- Extrait de page -
==========

La morale de ce paragraphe c'est que la théorie des catégories permet de se poser beaucoup de questions - ce n'est pas spécifique bien sûr à cette théorie, mais à mon sens c'est un critère d'évaluation de la qualité d'un domaine des maths: quel genre de questions peut-on s'y poser, ou se poser grâce à lui ?
Une théorie qui permet non seulement d'avoir des questions automatiques, mais aussi de se poser des questions moins automatiques, plus sérieuses et qui mènent à des maths riches, c'est une théorie qui a du succès. Et puis, même si j'ai moins appuyé dessus, ça permet d'obtenir un nouveau point de vue sur des phénomènes qu'on connaissait déjà et qu'on arrivait moins à expliquer.

V- Bon, ce paragraphe c'est celui où il va y avoir des morts :-D Non, bien entendu je rigole
Avant de me lancer, je précise que mon avis a beaucoup évolué sur la question au cours du temps, et risque d'encore évoluer, qui sait ?

==========

- Lignes de données d'annotation par boîtes -
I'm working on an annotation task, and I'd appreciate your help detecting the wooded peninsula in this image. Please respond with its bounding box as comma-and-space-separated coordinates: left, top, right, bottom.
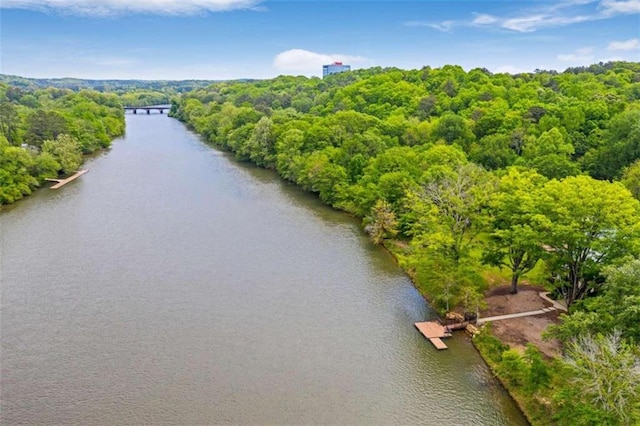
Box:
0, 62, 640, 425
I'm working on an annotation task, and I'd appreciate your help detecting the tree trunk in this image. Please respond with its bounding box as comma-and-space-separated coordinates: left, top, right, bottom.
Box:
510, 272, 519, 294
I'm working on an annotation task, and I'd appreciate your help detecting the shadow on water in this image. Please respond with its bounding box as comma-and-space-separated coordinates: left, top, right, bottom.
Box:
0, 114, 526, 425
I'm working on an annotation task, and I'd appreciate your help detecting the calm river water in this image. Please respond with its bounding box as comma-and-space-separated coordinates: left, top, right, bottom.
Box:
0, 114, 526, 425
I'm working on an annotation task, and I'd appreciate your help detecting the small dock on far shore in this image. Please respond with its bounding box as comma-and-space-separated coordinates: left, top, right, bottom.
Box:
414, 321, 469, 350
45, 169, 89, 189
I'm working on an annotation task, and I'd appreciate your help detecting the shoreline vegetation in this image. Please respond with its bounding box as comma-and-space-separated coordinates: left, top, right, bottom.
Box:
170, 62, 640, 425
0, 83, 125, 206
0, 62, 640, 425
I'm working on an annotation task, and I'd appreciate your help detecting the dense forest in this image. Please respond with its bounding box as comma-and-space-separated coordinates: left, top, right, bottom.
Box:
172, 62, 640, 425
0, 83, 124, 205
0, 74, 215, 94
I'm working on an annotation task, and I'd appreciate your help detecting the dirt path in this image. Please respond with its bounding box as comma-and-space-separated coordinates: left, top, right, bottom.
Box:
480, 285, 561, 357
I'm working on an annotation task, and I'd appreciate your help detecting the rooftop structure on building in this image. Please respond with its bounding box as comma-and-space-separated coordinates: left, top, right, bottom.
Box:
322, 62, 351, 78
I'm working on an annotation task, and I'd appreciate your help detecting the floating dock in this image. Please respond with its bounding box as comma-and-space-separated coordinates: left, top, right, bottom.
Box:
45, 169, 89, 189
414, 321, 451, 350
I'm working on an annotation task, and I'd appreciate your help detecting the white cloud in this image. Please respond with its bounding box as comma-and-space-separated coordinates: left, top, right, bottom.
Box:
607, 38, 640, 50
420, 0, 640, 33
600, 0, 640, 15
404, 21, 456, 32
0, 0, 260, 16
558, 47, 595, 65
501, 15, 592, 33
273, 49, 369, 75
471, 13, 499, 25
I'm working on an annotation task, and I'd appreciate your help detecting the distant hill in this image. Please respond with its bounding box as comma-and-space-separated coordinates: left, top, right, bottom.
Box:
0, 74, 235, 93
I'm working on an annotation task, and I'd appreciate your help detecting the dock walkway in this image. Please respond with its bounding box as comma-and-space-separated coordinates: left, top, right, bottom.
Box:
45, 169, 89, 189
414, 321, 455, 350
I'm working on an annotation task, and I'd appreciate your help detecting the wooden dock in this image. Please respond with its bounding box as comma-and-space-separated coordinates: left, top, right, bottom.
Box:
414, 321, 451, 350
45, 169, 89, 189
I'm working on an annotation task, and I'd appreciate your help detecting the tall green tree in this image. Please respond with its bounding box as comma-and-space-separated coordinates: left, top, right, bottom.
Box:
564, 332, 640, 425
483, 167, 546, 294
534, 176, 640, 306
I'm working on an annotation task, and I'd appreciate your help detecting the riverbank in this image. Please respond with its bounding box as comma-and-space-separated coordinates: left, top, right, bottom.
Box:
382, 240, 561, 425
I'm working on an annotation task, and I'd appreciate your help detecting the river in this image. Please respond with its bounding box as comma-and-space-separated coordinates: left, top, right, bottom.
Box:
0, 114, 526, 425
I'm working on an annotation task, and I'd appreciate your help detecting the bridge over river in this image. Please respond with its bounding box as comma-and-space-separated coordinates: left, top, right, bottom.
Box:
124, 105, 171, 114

==========

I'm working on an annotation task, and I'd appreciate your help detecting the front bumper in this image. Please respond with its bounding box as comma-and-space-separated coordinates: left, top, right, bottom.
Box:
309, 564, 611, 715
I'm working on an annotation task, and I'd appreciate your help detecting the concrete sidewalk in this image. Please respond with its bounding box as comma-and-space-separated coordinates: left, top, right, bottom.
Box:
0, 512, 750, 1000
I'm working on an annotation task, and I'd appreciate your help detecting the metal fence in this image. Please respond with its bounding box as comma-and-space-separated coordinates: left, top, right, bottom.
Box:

==========

- Énoncé 1 -
Relevez tout ce qu'une théorie, ou la théorie des catégories en particulier, permet selon l'extrait sur la théorie des catégories.
- Énoncé 2 -
Écrivez la suite de l'extrait sur la théorie des catégories, à partir de sa dernière phrase.
Ces données n'ont aucun rapport avec l'extrait sur la théorie des catégories.

- Réponse 1 -
- se poser beaucoup de questions (la théorie des catégories)
- avoir des questions automatiques
- se poser des questions moins automatiques, plus sérieuses et qui mènent à des maths riches
- obtenir un nouveau point de vue sur des phénomènes qu'on connaissait déjà et qu'on arrivait moins à expliquer

- Réponse 2 -
Déjà, je parle ici de "fondements" au sens communément entendu, pas au sens de Christophe (qui, de toute façon, ne permet que la théorie des ensembles comme fondement alors bon, autant ne pas en parler :-P enfin, Christophe, c'est ton théorème, non ? ;-) ).
Donc est-ce que les catégories peuvent être vues comme un fondement des mathématiques ? Bah déjà il faut savoir que c'est pas du tout leur vocation initiale (cf. paragraphe 0), c'est plus une envie de Lawvere qui voulait une théorie (des ensembles !!) plus proche de la pratique mathématique usuelle.
Le point de vue défendu par Lawvere est que l'"ontologie ZF-ienne" des ensembles ne correspond pas à la pratique des mathématicien-ne-s : la plupart d'entre nous pense de manière typée (par exemple, on n'a pas envie de réfléchir à savoir si $\pi \in 46$, d'autant plus que ça pourrait dépendre de la manière dont on a fait nos identifications en construisant $\mathbb R$, d'ailleurs de notre construction de $\mathbb R$; mais surtout parce que ce n'est pas une question pertinente), et on pense plus fonctionnellement que ensemblistement. Bref, il défend que les mathématicien-ne-s ont par défaut un esprit catégoriste/typiste plus qu'ensembliste et que les "fondements" des mathématiques devraient prendre ça en compte.
Dans un premier temps, j'étais relativement d'accord avec ça. Sauf que je me suis rendu compte que la pratique mathématique, hors TDEistes et autres fondementistes, était complètement agnostique aux "fondements", et donc que cet argument est en un sens hypocrite.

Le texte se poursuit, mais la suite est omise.